==== RECORDS FOR THE EXERCISE

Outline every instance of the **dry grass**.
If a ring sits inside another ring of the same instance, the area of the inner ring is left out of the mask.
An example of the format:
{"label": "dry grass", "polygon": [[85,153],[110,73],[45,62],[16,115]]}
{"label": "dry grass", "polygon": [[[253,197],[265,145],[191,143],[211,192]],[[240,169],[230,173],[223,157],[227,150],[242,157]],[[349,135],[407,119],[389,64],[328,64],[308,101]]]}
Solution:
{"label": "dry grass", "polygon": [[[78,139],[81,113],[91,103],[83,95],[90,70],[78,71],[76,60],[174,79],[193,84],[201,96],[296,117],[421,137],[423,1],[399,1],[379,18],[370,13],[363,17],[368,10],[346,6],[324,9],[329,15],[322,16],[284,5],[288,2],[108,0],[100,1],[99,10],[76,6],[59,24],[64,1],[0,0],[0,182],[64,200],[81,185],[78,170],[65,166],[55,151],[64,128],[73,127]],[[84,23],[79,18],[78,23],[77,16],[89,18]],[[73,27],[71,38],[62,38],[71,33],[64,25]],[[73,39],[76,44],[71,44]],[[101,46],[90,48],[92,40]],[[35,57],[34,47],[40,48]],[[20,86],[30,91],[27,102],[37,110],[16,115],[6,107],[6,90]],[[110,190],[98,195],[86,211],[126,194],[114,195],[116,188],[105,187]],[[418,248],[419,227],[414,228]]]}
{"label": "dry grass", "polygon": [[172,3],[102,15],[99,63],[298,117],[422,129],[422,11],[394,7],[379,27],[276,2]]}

========

Copy out all the items above word for word, leaving every line unchanged.

▸ EXERCISE SOLUTION:
Outline every instance of the **dry grass**.
If a ring sits inside another ring of the same instance, the area of the inner ring is left out of the mask.
An example of the format:
{"label": "dry grass", "polygon": [[85,153],[110,73],[45,62],[16,115]]}
{"label": "dry grass", "polygon": [[[253,197],[265,145],[191,143],[211,192]],[[240,169],[230,173],[223,157],[227,150],[242,157]],[[349,135],[407,119],[389,64],[328,64],[308,101]]]}
Solution:
{"label": "dry grass", "polygon": [[[78,139],[81,113],[91,103],[83,95],[90,70],[78,71],[76,60],[174,79],[193,84],[201,96],[296,117],[421,137],[423,1],[399,1],[379,18],[370,13],[363,17],[368,10],[346,6],[324,9],[329,15],[322,16],[284,5],[288,2],[108,0],[100,1],[99,10],[76,6],[59,24],[64,1],[0,0],[0,182],[64,200],[81,185],[78,170],[65,166],[55,151],[64,128],[73,127]],[[84,23],[79,18],[78,23],[77,16],[89,18]],[[73,27],[71,38],[62,38],[71,33],[64,25]],[[73,39],[76,44],[71,44]],[[101,46],[90,48],[92,40]],[[35,57],[34,47],[40,48]],[[20,86],[30,91],[27,102],[37,110],[16,115],[6,107],[6,90]],[[110,190],[98,195],[86,211],[126,194],[114,195],[116,188],[105,187]],[[418,248],[419,227],[414,228]]]}
{"label": "dry grass", "polygon": [[172,3],[102,15],[99,63],[298,117],[422,129],[422,11],[394,7],[379,27],[276,2]]}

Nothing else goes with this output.